# Input data start

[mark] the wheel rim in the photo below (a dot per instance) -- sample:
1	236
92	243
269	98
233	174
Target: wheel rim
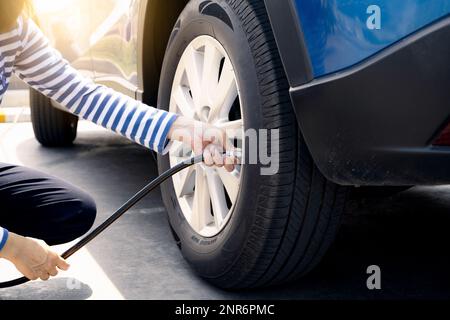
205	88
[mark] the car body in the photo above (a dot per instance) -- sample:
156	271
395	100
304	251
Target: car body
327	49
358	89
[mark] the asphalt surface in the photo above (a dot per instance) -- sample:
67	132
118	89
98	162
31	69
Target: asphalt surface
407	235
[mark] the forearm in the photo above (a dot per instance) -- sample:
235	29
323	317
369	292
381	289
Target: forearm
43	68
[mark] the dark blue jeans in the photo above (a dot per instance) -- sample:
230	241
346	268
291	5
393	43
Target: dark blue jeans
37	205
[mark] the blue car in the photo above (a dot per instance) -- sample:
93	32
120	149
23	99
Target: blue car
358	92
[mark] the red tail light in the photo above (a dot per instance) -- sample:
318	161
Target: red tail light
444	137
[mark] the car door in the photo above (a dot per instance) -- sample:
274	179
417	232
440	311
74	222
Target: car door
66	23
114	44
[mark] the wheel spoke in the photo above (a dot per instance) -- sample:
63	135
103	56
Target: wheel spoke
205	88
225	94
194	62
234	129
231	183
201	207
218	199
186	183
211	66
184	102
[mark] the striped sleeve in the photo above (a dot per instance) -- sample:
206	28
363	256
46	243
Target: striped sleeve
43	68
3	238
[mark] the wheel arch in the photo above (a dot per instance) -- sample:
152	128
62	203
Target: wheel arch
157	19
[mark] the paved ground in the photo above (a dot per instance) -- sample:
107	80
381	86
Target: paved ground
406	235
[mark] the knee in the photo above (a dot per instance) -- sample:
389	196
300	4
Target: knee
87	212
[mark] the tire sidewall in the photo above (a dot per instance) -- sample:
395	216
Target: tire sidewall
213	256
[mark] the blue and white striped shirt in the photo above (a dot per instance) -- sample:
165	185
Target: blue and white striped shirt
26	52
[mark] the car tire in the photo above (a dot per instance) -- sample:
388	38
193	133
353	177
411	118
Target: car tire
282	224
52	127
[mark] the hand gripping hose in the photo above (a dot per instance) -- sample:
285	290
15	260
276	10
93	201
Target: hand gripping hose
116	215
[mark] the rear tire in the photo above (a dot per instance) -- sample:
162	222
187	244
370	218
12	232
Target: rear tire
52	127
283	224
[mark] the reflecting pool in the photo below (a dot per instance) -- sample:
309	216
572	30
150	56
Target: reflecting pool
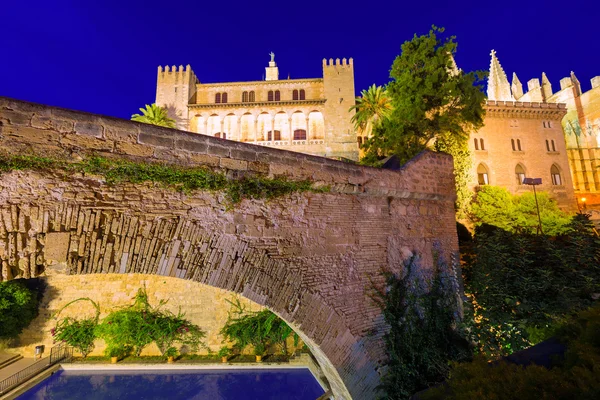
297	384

# Input data end

▸ Description of the task
Pictures are to be left out; otherwise, copy exactly each line from the one containing "[mark] the forearm" through the last line of the listing.

▸ In response
[mark] the forearm in the photo above (a dot per instance) -- sample:
235	29
323	317
369	292
381	289
Target: forearm
43	68
[mark] the dark blue jeans in the photo above (a dot per instance) -- sample:
230	241
346	268
291	5
393	43
Target: dark blue jeans
37	205
[mark] the blue car in the photo above (a dot per instance) -- sample:
93	32
120	149
23	99
Target: blue car
358	92
[mark] the red tail light in the photo above (a dot per instance) -- sample:
318	161
Target: red tail light
444	137
[mark] the car door in the photo above (a dot per instance) -- sample:
274	179
417	232
440	311
74	222
Target: car door
66	23
114	44
[mark] the wheel spoke in the photo above (a dot per instance) -- sample:
63	135
103	56
Target: wheel spoke
205	88
225	94
194	62
234	129
231	183
201	207
218	199
186	183
211	66
184	102
[mark] the striped sleeve in the photo above (a dot per instance) -- sample:
206	28
363	256
46	243
Target: striped sleeve
43	68
3	238
[mark] the wheel arch in the photo above (a dot per instance) -- sample:
152	128
62	203
Target: wheel arch
157	19
[mark] the paved ground in the photo above (a dot per instance) -- sample:
107	80
381	86
Target: paved ground
406	235
[mark] the knee in the photo above (a dot per instance) -- sample:
389	196
300	4
Target: knee
87	212
[mark] the tire sidewall in the photo above (a dot per instance) -- sample:
395	216
Target: tire sidewall
213	256
[mark] the blue and white striped shirt in the photo above (a dot per instance) -- sample:
165	185
Target: blue and white striped shirt
26	52
[mark] the car tire in the photo above (a dot per instance) -- sample:
388	38
193	133
353	177
411	118
Target: car tire
282	224
52	127
[mark] the hand gripping hose in the photo above (a dot per instance) -- sample:
285	290
15	260
276	10
93	201
Target: hand gripping hose
116	215
[mark] the rear tire in the photo above (a dot per instance) -- sample:
162	222
187	244
370	218
12	232
Target: rear tire
52	127
283	224
[mark] the reflecting pool in the photo below (a dot per instance) -- sample:
309	216
572	30
150	56
Target: reflecting pool
297	384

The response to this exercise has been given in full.